TESTO FORNITO ▸
Falsi – ma questo lo sapevamo da anni – i dati sugli aborti clandestini che ci sarebbero stati in Italia e altrove prima dell’introduzione delle leggi abortiste: pura propaganda politica, talora ridicola. Falsa la tesi cara all’onorevole Livia Turco secondo cui le leggi che legalizzano gli aborti li fanno diminuire: è il contrario, aumentano. Falsa perfino – e questa sarà una sorpresa per qualcuno – la tesi secondo cui almeno l’aborto legale negli ospedali fa diminuire i rischi di morire in seguito all’aborto clandestino praticato da mammane e medici radiati dagli albi. È vero, l’aborto clandestino è pericoloso: tra le donne che nel mondo muoiono nel periodo della gravidanza o immediatamente dopo il 13% decede a causa di un “aborto non sicuro”, o così dice l’Organizzazione Mondiale della Sanità. Ma le cose non vanno molto meglio con l’aborto legale. A Cuba, paradiso degli aborti legali secondo una certa propaganda, il tasso di mortalità materna dovuto ad aborto legale è del 14,8% (p. 100). Ci sono sia percentualmente sia in cifra assoluta più donne morte per aborto legale a Cuba che per aborto clandestino a Malta (dove l’aborto è vietato: p. 101). Inoltre, chi ci dice che abortire è più o meno come farsi estrarre un dente dovrebbe riflettere sul fatto che tra le donne che muoiono dopo un aborto legale ce n’è un numero non insignificante che si suicida (quante si suicidano dopo aver perso un dente?).
Puccetti è specialista della questione della RU 486, la pillola che induce l’aborto farmacologico, presentato come più sicuro e meno doloroso dell’aborto chirurgico. La tesi è stata sostenuta anche in documenti ufficiali del governo Prodi, a proposito dei quali un’interpretazione benevola potrebbe sostenere che ignorano i dati scientifici più recenti. Questi sono ora disponibili, e ancora una volta del tutto chiari per chi sa contare: la stragrande maggioranza delle donne che ne ha avuto esperienza considera l’aborto farmacologico più doloroso, e i dati dimostrano che è anche meno sicuro.
Dopo la desolante cronaca di una giornata a un congresso di medici abortisti, Puccetti conclude che il problema non è solo né soprattutto medico ma è morale e politico. Oggi “la questione sociale – afferma Benedetto XVI al n. 75 dell’enciclica “Caritas in Veritate”, proprio con riferimento agli attacchi alla vita – è diventata radicalmente questione antropologica”. È vero anche il reciproco: la questione antropologica è diventata radicalmente questione sociale e politica. Il libro di Puccetti lo dimostra. Non si uscirà dal dramma antropologico dell’aborto con soluzioni tecniche, ma solo con una presa di coscienza del fatto che l’aborto è la tappa ultima di un processo rivoluzionario che, avendo negato i diritti di Dio, non è capace di capire e di rispettare neppure i veri diritti dell’uomo.

Dati di ancoraggio di oggetti in linguaggio naturale:

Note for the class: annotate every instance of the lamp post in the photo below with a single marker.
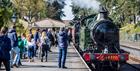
(14, 18)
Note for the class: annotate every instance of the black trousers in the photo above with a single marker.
(6, 64)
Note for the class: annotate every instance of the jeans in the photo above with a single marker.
(6, 64)
(62, 57)
(16, 59)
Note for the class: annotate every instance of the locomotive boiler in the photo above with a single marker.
(98, 39)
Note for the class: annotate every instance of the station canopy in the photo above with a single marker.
(48, 23)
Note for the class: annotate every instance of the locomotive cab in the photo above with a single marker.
(99, 41)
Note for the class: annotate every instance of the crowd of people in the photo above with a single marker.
(14, 47)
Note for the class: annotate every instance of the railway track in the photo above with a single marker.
(126, 66)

ESERCIZIO ▸ Riporta tutto il passo del testo sull'aborto da "Puccetti è specialista" fino a "anche meno sicuro.", sostituendo ovunque "aborto farmacologico" con "aborto medico". Le voci non hanno alcun legame con il testo.

RISPOSTA ▸
Puccetti è specialista della questione della RU 486, la pillola che induce l’aborto medico, presentato come più sicuro e meno doloroso dell’aborto chirurgico. La tesi è stata sostenuta anche in documenti ufficiali del governo Prodi, a proposito dei quali un’interpretazione benevola potrebbe sostenere che ignorano i dati scientifici più recenti. Questi sono ora disponibili, e ancora una volta del tutto chiari per chi sa contare: la stragrande maggioranza delle donne che ne ha avuto esperienza considera l’aborto medico più doloroso, e i dati dimostrano che è anche meno sicuro.